§ PASSAGE PROVIDED:
Reduced production boosting catfish prices
• Those farmers still in the catfish business are benefitting from higher prices due to a drop in production.

The recent spike in wholesale and retail prices for farm-raised catfish from domestic producers is the result of a drop in production capacity that has transpired in recent years, according to those in the industry.

“We are encouraged by our Alabama catfish farmers who have persevered through tough economic times and now appear to be well positioned for the long-term,” says Commissioner John McMillan of the state Department of Agriculture & Industries.

While Alabama’s catfish farmers are at or near production levels of prior years, the same is not so for catfish farmers in other states in the Southeast, many of whom have shifted into grain or other agricultural production.

“Costs for fuel and feed are up substantially, which hurt catfish farmers,” explains McMillan. “However, those farmers still in the catfish business are benefitting from higher prices due to a drop in production.”

According to Randy Rhodes, president of Harvest Select Catfish of Uniontown, Ala., catfish farmers today get an average of $1.07 a pound versus $.65 a year ago. “It’s great for the catfish farmers who had been struggling but now are able to turn a profit,” says Rhodes. “This means higher prices for catfish in restaurants and in the grocery stores. But, our biggest problem is getting product.”

Rhodes, whose company has production facilities in Arkansas, Mississippi as well as Alabama, says the outlook is for a leveling out of catfish prices in the next two to three years. “Farmers will be in a better position because of it,” he adds.

Catfish production is on a two-year cycle, based on the time it takes for catfish to mature from fingerling to adult. With higher prices as an incentive to increase production, farmers may increase their output.

According to the U.S. Department of Agriculture, catfish pond acreage dropped by 9,000 acres in Mississippi and 6,000 acres in Arkansas between 2009 and 2010 while Alabama’s producing acres dipped only slightly by 600 acres to 19,200.

According to Mitt Walker, director of the Alabama Farmers Federation’s Catfish Division, nearly 200 Alabama farmers produce over 100 million pounds of farm-raised catfish per year.

Last year, Alabama catfish production brought in $107 million. Only Mississippi is larger with $217 million in 2010 catfish production. Together, both states account for more than 80 percent of America’s catfish production.

“Our marketing efforts have been successful in recent years as American consumers have been buying more and more domestic catfish,” Walker said. “That demand will level out a bit, but consumers across America continue to want our farm-raised catfish.”

§ ITEMS:
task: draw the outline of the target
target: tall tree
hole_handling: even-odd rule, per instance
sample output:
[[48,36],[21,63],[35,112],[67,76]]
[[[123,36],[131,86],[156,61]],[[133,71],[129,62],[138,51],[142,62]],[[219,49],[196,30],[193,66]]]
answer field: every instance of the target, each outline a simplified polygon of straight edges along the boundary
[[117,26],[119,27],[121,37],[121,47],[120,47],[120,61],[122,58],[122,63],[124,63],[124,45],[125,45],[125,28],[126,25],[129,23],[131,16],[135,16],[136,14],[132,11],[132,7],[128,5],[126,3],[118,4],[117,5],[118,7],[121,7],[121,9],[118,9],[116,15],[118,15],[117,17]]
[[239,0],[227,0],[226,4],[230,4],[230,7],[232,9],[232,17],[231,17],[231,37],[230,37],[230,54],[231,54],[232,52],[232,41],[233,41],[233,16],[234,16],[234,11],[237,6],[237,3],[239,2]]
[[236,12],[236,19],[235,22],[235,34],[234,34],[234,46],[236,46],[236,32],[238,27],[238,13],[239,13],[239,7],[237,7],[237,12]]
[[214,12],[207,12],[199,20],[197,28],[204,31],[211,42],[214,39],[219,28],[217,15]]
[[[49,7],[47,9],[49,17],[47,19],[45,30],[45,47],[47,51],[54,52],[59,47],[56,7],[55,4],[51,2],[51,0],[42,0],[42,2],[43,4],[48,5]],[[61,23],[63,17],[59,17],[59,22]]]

--

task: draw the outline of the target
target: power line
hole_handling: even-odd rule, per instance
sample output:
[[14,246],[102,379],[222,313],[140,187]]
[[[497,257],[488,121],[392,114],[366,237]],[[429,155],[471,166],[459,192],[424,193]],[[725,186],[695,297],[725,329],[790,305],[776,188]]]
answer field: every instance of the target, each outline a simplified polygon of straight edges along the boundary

--

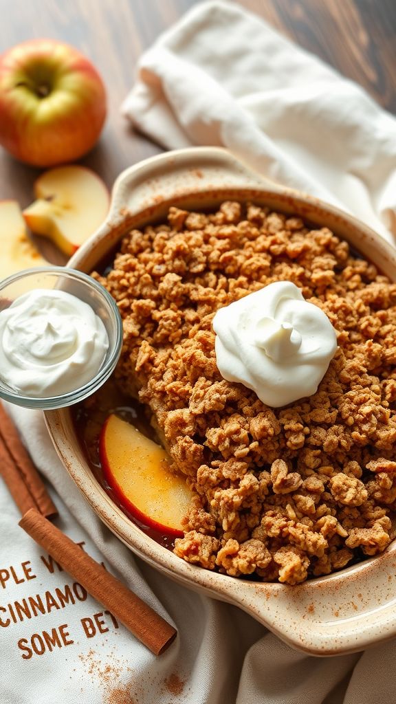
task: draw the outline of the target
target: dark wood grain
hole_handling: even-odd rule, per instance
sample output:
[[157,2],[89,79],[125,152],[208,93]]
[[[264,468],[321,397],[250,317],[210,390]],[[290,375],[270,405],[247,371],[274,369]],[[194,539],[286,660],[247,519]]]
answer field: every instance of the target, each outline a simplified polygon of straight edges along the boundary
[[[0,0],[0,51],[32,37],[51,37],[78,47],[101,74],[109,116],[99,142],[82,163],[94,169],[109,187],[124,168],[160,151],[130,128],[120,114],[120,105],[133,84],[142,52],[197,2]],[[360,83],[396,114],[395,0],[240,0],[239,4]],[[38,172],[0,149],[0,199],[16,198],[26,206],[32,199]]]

§ AIM: Rewrite the catfish prices article between "The recent spike" and "Agriculture & Industries.", inclusive, putting "held on" in place of "persevered". The material was taken from somewhere else.

§ RESPONSE TO THE EXERCISE:
The recent spike in wholesale and retail prices for farm-raised catfish from domestic producers is the result of a drop in production capacity that has transpired in recent years, according to those in the industry.

“We are encouraged by our Alabama catfish farmers who have held on through tough economic times and now appear to be well positioned for the long-term,” says Commissioner John McMillan of the state Department of Agriculture & Industries.